PROBLEM STATEMENT:
Only the lines from the line holding "Reviewer note: confirm that each instance of the sky" to the last line should be output, each exactly as given.
━━ SUPPLIED DATA ━━
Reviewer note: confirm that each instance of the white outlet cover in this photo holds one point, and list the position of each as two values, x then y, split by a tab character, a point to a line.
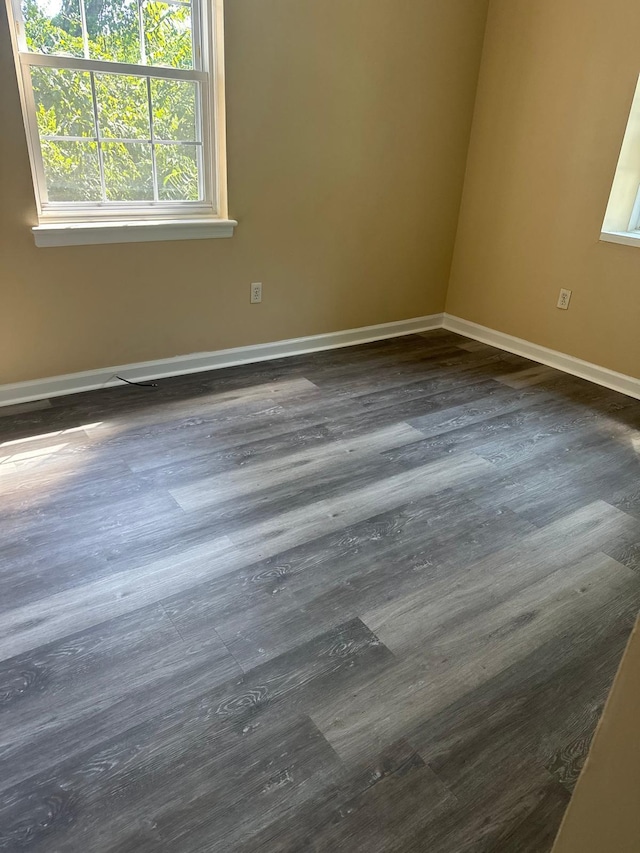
564	298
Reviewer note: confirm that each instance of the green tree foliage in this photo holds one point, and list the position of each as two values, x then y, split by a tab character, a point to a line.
64	102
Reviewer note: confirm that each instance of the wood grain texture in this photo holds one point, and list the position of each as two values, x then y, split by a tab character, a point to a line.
369	599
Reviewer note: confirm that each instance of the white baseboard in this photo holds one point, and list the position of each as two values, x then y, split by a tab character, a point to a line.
90	380
576	366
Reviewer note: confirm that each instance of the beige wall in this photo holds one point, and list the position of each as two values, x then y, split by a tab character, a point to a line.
348	126
556	84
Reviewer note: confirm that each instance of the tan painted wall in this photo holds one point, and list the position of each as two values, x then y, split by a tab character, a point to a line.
556	84
603	815
348	127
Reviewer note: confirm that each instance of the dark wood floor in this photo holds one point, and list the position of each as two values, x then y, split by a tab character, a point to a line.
370	599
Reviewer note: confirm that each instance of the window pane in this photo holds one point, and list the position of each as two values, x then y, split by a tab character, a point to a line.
53	26
174	109
128	173
177	167
123	106
167	31
64	105
72	170
114	30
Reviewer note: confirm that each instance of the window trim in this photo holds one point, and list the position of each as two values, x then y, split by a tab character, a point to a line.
62	223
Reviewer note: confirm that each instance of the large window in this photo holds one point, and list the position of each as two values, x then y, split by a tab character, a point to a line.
122	107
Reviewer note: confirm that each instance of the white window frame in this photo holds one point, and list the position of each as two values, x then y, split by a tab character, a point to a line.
73	223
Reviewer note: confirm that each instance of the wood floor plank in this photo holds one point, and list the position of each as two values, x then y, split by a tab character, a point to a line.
395	700
369	599
65	696
49	619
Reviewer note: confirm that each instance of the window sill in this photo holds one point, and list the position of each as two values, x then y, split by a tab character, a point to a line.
626	238
130	231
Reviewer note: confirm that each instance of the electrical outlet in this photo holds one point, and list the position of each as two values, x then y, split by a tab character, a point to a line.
564	299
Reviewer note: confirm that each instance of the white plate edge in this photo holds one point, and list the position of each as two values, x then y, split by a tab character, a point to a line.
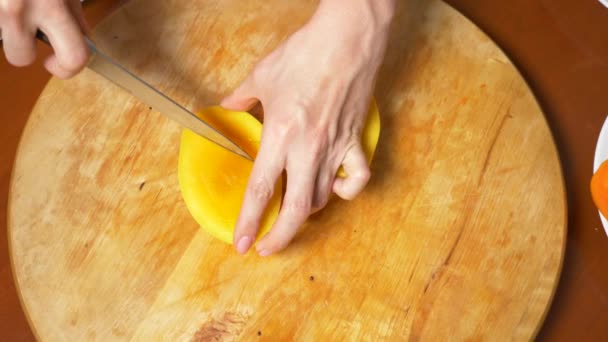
601	154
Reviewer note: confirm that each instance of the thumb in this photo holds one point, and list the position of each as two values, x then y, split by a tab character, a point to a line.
242	99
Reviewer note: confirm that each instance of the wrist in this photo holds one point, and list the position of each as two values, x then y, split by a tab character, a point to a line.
370	14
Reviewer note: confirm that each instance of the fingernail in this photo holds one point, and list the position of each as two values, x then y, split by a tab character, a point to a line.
243	245
264	252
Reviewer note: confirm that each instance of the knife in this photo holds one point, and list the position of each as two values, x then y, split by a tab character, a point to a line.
116	73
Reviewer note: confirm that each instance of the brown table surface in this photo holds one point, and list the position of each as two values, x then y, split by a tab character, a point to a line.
561	48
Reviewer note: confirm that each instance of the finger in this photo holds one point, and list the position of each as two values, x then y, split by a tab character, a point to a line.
267	168
78	13
19	44
66	38
243	98
357	174
323	189
295	209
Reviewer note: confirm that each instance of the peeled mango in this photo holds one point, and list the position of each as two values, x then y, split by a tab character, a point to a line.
213	180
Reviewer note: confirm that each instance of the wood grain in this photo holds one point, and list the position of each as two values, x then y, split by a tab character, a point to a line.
460	233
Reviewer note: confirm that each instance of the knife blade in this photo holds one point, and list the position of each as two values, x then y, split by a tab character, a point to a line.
119	75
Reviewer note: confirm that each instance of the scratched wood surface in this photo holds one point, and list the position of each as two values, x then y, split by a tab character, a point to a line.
460	233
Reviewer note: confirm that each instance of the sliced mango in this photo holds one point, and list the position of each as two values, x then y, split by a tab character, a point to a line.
599	188
213	180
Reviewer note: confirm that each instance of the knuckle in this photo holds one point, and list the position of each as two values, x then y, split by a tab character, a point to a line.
261	191
24	58
363	175
299	207
12	8
281	132
320	202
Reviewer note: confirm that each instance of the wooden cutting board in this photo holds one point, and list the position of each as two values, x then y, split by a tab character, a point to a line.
460	233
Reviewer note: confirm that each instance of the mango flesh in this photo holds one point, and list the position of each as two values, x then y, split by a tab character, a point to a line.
213	180
599	188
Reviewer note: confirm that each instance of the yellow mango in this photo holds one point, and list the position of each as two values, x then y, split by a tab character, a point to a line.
213	180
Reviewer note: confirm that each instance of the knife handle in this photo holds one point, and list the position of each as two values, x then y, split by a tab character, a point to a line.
41	36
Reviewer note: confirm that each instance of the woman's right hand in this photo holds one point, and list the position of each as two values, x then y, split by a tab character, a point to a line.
63	23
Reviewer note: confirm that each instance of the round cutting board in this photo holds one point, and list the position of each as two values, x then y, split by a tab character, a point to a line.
460	233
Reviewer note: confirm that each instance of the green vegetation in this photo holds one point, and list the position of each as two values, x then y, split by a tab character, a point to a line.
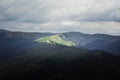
55	39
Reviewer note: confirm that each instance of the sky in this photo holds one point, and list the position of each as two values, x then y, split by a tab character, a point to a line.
87	16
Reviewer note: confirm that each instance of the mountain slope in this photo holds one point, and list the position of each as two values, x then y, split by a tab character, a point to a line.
94	42
55	39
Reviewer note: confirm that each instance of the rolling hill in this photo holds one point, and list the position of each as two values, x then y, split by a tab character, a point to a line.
61	56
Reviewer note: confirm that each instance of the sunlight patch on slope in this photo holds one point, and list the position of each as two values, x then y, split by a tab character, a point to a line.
55	39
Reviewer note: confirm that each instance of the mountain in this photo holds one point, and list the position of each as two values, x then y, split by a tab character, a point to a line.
━━━
RESULT OF THIS EXERCISE:
Reviewer note: confirm that each instance of the sky in this photo holds one point, and list the position of each as two values, x then y, split by a tab character, a point to a line.
87	16
Reviewer note: confirm that each instance of the mountain slope in this photo holds one point, and list the position of each as two values, x then y, split by a tab character, a point to a line.
94	42
55	39
Reviewer note: confirm that each instance of the rolling hill in this photo holds one point, and list the position of each as two values, x then y, split by a tab character, a point to a line.
61	56
Reviewer note: confirm that each instance of the sunlight patch on slope in this photo holds one point, and list the position of each as two values, x then y, split by a tab character, a point to a line.
55	39
Reviewer note: confirm that each instance of the mountain in this photo holds one point, and list the position of each as two values, x then y, split by a tab character, a point to a line.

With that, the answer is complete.